• [Passage]:
■ ■ ■ ■
Read about

Blog/Event Highlights

Localization Checkup: MT Efficacy and Post-Editing Performance Analysis

May 23, 2022

Last week, Intento Co-founder and CEO joined the GALA 2022: San Diego program to share his approach to analyzing post-editing efforts across enterprise localization activities. Keep reading for all the insights from the seminar, including the elements of a healthy localization and MTPE (machine translation post-editing) program, guidelines for diagnostics and analysis, source quality analysis, and recovery options.

• • •

Healthy Localization and MTPE

Here, we will focus on traditional MT use cases, which involve either adding or readily improving the machine translation elements in your localization tech stack. We’ll find out what it takes to benefit from adding MT to your workflow.
■ ■ ■ ■
Stored dataset items
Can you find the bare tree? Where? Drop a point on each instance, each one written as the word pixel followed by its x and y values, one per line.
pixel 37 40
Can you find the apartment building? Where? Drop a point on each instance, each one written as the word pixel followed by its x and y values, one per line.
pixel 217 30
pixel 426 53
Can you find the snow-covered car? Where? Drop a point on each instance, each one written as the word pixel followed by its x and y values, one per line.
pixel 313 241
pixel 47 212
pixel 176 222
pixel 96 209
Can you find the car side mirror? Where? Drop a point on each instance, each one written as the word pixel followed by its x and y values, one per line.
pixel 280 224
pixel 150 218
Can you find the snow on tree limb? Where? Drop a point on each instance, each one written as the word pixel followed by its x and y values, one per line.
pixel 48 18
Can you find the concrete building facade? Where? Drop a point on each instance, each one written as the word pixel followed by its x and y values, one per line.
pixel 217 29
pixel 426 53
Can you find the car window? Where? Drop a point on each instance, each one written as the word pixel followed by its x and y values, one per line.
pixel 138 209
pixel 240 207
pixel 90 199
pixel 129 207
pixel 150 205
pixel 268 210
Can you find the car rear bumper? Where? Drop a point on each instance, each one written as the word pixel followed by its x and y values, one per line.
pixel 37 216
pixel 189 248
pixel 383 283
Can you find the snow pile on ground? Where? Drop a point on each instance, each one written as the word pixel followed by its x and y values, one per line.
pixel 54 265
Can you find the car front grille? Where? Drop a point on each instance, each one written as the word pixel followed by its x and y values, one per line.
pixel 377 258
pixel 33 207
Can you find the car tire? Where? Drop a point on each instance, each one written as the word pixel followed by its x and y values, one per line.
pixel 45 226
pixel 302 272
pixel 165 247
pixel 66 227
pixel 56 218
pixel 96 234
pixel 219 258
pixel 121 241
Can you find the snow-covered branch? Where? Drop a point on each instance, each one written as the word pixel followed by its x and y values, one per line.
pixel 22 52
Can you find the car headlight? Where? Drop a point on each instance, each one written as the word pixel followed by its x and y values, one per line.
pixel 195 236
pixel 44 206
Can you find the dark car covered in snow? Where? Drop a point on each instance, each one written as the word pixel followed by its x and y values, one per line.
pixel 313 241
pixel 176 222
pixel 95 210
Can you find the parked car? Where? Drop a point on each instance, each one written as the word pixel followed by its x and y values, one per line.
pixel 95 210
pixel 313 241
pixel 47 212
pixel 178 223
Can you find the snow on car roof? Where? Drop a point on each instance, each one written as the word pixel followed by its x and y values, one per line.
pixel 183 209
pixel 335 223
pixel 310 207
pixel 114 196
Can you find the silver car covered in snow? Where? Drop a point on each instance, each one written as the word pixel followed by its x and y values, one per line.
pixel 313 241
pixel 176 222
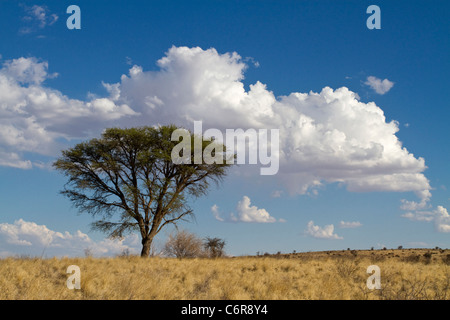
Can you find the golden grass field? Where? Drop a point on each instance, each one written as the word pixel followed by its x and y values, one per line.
pixel 405 274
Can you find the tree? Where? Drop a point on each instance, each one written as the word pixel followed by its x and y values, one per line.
pixel 214 247
pixel 183 245
pixel 129 174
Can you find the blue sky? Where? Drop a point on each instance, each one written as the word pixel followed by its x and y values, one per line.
pixel 54 92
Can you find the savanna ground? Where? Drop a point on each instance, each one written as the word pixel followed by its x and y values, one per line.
pixel 405 274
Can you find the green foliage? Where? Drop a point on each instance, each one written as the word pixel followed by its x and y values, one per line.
pixel 128 174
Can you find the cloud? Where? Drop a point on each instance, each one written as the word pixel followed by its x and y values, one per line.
pixel 327 232
pixel 246 213
pixel 276 193
pixel 37 18
pixel 349 224
pixel 28 238
pixel 37 119
pixel 380 86
pixel 325 137
pixel 439 216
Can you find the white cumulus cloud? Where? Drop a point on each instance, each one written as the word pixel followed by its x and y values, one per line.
pixel 325 137
pixel 380 86
pixel 29 238
pixel 326 232
pixel 349 224
pixel 245 213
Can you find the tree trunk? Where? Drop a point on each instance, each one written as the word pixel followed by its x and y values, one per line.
pixel 146 246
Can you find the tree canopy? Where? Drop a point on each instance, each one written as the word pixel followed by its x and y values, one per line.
pixel 128 180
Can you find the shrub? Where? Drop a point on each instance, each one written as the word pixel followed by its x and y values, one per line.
pixel 183 244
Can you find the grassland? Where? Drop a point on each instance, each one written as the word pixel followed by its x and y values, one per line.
pixel 405 274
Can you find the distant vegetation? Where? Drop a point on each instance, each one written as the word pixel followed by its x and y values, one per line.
pixel 405 274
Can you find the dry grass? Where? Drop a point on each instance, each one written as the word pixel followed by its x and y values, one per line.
pixel 405 274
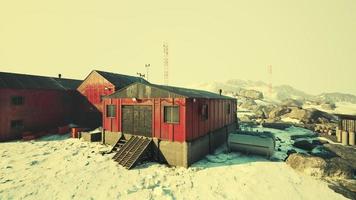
■ ■ ■ ■
• [Exercise description]:
The post about the GALA 2022 seminar names the topics its seminar insights cover. List each of them.

• [Answer to the problem]:
- the elements of a healthy localization and MTPE (machine translation post-editing) program
- guidelines for diagnostics and analysis
- source quality analysis
- recovery options